[Source records]
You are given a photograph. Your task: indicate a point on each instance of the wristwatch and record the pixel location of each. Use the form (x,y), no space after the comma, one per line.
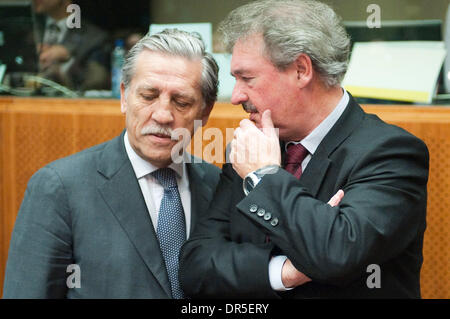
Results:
(253,178)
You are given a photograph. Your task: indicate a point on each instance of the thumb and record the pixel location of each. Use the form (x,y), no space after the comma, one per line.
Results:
(266,119)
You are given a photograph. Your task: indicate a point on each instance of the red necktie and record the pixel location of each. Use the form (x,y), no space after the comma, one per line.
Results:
(295,155)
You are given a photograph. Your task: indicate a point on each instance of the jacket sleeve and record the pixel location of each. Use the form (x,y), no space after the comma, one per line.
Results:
(41,243)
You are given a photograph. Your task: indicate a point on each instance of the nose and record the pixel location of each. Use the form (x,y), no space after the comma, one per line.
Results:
(238,96)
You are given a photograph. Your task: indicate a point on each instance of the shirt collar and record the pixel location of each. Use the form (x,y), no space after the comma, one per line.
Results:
(312,140)
(142,167)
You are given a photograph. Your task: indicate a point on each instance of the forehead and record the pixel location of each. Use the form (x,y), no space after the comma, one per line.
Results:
(165,71)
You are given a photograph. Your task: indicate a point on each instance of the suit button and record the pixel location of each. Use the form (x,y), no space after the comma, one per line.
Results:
(261,212)
(274,222)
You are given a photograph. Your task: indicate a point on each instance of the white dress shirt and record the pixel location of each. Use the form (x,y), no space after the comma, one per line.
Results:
(311,143)
(152,191)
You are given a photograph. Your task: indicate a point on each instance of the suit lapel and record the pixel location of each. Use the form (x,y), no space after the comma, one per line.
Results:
(122,194)
(315,172)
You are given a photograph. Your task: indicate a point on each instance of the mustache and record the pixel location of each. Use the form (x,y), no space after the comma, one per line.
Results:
(249,107)
(156,129)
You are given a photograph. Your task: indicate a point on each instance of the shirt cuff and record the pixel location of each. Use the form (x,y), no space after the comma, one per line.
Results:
(275,268)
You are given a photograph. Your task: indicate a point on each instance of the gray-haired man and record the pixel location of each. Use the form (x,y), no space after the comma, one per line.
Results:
(272,231)
(119,212)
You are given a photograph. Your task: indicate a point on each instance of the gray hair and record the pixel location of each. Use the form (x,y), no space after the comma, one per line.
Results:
(290,28)
(178,43)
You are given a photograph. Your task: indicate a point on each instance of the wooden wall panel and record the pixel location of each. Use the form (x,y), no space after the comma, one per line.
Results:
(34,132)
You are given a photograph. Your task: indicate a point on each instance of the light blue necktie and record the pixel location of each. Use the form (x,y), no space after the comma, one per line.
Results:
(171,229)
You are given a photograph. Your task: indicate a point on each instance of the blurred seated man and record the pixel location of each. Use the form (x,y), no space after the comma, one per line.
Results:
(77,58)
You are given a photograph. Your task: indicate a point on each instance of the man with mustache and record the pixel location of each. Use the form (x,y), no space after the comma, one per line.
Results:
(273,231)
(120,211)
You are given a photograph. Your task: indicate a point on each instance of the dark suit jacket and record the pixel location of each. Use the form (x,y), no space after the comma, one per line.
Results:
(381,220)
(88,209)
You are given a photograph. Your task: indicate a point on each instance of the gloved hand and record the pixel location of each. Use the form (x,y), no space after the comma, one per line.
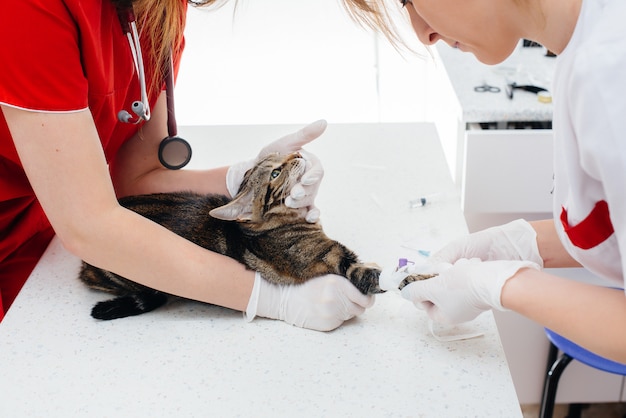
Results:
(302,194)
(516,240)
(322,303)
(464,290)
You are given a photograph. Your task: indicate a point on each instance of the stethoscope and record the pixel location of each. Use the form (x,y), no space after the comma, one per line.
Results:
(174,152)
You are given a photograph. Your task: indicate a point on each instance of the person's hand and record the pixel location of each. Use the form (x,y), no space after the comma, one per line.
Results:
(464,290)
(322,303)
(303,193)
(516,240)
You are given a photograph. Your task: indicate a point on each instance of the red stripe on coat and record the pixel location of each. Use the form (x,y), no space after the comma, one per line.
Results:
(591,231)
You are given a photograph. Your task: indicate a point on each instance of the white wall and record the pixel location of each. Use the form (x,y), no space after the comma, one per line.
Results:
(293,61)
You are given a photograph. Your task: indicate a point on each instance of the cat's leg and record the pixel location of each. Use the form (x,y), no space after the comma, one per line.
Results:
(365,278)
(414,278)
(129,305)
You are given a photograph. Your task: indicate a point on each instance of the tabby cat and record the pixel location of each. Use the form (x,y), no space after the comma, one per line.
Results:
(255,227)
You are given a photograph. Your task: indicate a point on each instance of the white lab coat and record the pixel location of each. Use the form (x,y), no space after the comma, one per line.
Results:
(589,93)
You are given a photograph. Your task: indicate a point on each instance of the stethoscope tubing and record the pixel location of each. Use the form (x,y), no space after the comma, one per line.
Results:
(174,152)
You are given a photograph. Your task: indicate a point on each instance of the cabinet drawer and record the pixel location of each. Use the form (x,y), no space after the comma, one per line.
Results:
(507,171)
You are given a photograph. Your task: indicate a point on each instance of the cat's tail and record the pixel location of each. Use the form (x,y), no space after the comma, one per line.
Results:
(129,305)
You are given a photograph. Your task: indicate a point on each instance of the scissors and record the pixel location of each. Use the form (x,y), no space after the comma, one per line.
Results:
(487,88)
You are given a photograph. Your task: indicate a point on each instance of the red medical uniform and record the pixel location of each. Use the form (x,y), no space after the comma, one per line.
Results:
(56,56)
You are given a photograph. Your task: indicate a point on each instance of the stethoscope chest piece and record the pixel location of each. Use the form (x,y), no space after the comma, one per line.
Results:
(174,152)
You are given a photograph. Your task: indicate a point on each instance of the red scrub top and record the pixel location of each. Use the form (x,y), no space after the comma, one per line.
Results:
(56,56)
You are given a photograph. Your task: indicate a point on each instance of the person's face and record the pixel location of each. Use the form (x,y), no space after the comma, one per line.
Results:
(482,27)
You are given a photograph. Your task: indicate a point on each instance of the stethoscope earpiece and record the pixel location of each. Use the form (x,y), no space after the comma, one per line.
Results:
(174,152)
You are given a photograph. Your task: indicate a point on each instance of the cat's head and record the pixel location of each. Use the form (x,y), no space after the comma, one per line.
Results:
(264,189)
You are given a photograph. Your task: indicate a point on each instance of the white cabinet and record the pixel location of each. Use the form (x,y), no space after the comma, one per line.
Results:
(506,174)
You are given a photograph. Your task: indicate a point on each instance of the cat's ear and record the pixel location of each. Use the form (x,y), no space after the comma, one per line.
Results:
(237,210)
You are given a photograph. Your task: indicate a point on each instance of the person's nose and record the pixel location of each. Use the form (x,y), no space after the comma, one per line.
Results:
(426,34)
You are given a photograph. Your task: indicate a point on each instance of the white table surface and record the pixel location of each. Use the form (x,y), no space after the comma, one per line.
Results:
(191,359)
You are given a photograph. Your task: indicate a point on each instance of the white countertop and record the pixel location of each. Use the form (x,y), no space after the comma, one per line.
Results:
(191,359)
(528,65)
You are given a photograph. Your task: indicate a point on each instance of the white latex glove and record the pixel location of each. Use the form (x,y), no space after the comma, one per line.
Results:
(302,194)
(516,240)
(322,303)
(464,290)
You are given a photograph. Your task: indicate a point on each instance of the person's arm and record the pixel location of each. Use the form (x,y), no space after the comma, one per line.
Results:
(65,163)
(550,246)
(592,316)
(137,170)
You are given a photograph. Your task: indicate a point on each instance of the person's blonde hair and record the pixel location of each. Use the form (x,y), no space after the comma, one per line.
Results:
(376,15)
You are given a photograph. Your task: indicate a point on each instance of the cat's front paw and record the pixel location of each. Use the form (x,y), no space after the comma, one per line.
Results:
(414,278)
(366,279)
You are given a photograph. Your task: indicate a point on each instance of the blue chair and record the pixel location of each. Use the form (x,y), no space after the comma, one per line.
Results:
(556,366)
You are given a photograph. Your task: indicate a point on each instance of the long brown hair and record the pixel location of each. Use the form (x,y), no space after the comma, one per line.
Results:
(161,23)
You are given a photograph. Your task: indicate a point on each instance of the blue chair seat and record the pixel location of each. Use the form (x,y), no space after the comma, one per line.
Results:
(556,366)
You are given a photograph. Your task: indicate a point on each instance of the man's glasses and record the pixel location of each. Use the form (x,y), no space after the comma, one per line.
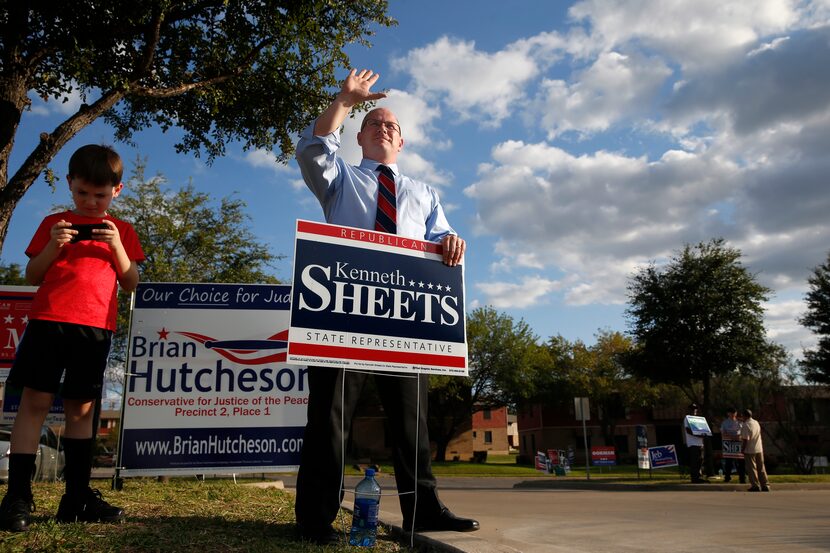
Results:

DIRECTIONS:
Scan the data, and report each line that uses the word "blue".

ANSWER SECTION:
You are given a photograph. Your task: indicate a point on each instance of the light blue necktie and record the pixel location of each. Use the form (x,y), no space after the comma, one per line.
You are given a photograph. Your task: indicate a point on each instance of the blue chair and record the pixel location of each. Use the form (x,y), no space after the comma, one per line.
You are given a photograph. Your task: indicate a point on each instance of the blue chair seat and record the pixel location of each. Use the form (x,y), no space after the comma, one per line.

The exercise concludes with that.